- Page extract -

September 25, 2021

‘Law and order’ views linger in Del Rio after migrant encampment cleared - The Guardian

Carmelita was still trying to understand why so many migrants were allowed into Del Rio, Texas, where they camped in squalor under a bridge near her home.

“I felt terrified,” she said. “There were, like, a lot of nights where I could not sleep.”

She and her friend Kimberly, both 16, were studying for school outside Starbucks, minutes from the Mexico border. They had been living on the margins of a humanitarian emergency for days, since thousands of migrants and asylum seekers trudged across the Rio Grande River and established a sprawling encampment at the edge of Del Rio.

In what felt like a war zone, both teenagers learned to fear the desperate refugees who fled to their city. When Carmelita took the trash out, her mom watched to make sure she stayed safe. Kimberly’s dad did not want her to be alone in a parking lot anymore, worried migrants might “get” her.

“They’re not clean people – not saying that in a bad way,” Kimberly said. “I don’t want to say animals, either … they’re a different breed, in my opinion.”

After as many as 15,000 migrants, many of them Black Haitians, set up camp under Del Rio’s International Bridge to await processing by immigration officials, the city’s residents were thrust under a worldwide microscope. Their border closed, choking off business. Outsiders descended on the town.

Tensions flared as the overwhelmed community cratered along deep social and economic fault lines, laid bare over the last few days. On Thursday, an aggressive heckler shut down the Rev Al Sharpton as the African American civil rights leader tried to give a press conference after a tour of the camp.

“Del Rio is a loving, caring community. We don’t want your racism in Texas. Get outta here,” the protester screamed. “Nobody wants to hear your racist nonsense in Del Rio. You’re a racist!”

- Entries provided -
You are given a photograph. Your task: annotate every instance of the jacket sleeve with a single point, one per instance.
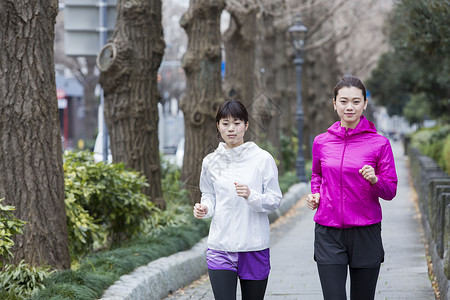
(386, 186)
(207, 189)
(316, 175)
(270, 199)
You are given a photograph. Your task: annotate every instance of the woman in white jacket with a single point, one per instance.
(239, 185)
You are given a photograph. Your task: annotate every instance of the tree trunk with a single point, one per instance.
(320, 74)
(270, 55)
(203, 96)
(240, 79)
(90, 122)
(31, 151)
(129, 66)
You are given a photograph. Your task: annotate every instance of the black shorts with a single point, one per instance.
(358, 247)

- Problems to work on -
1. Format the records, from the line containing "shorts with a single point, one per instance." through the last line of the records, as a Markdown table with the columns Row and Record line. Leave out blank lines.
2. Resume the article about the Del Rio migrant encampment from where it stops.

- Answers to the exercises -
1.
| Row | Record line |
|---|---|
| 1 | You are given a photograph. Your task: annotate every instance of the black shorts with a single point, one per instance. |
| 2 | (358, 247) |

2.
The small, poor city of roughly 36,000 sits deep in the heart of west Texas. It is a dusty town, filled with restaurant chains and budget hotels. The hot air buzzes with Spanish and English. People cross the International Bridge every day, on their morning commute.

A Texas department of public safety highway patrol vehicle blocks the road leading to to the border crossing in Del Rio on 24 September. Photograph: Xinhua/REX/Shutterstock

Much like other areas along the Texas-Mexico border, the vast majority of residents are Hispanic or Latino. But unlike larger border communities – for instance, the Rio Grande Valley and El Paso, Democratic strongholds – voters around Del Rio went for Donald Trump in 2020.

Some locals responded to the migrants with hate. Others directed anger at politicians. Others channeled a cool ambivalence to it all.

Amid the chaos, one thing felt certain: the city became a raw and wounded flashpoint for the loaded immigration debate.

“They’re letting these people in, knowing very well that later on, down the line, they’re gonna vote for, you know, the Democratic party,” Kimberly said.

At Alberto’s Auto Sales, the secretary, Rosalinda Reynosa, said she didn’t have anything against the migrants. But without normal traffic between Mexico and Del Rio, the business – which sits just off the port of entry – was completely empty.

“Nobody has come in. Nobody,” she said.

Reynosa lives in Ciudad Acuña, across the border, but she was staying with her daughter in Del Rio during the bridge closure.

“They’re only seeing their benefit,” Reynosa said of the migrants. “But what about us? What about us? We work for it.”

Tracy Lawson zoomed up near the bridge on his motorcycle, after driving two and half hours from San Angelo, Texas. He was upset that his tax dollars were being spent on all this, but he at least hoped law enforcement would deter people from coming unlawfully.

“We don’t need to bring a bunch of outsiders in that don’t know our way of life, that don’t know our language,” Lawson said. “That are not citizens of this country.”

He and his buddies could not trust the news any more, he said. So they were seeing the situation for themselves, before grabbing a bite and heading off to report back to friends and family.

In front of them lay the rotting carcass of a crisis, a desolate landscape guarded by gates and fences. Any last stragglers at the bridge encampment had been moved, and the clean-up operation was too blocked off to see much at all.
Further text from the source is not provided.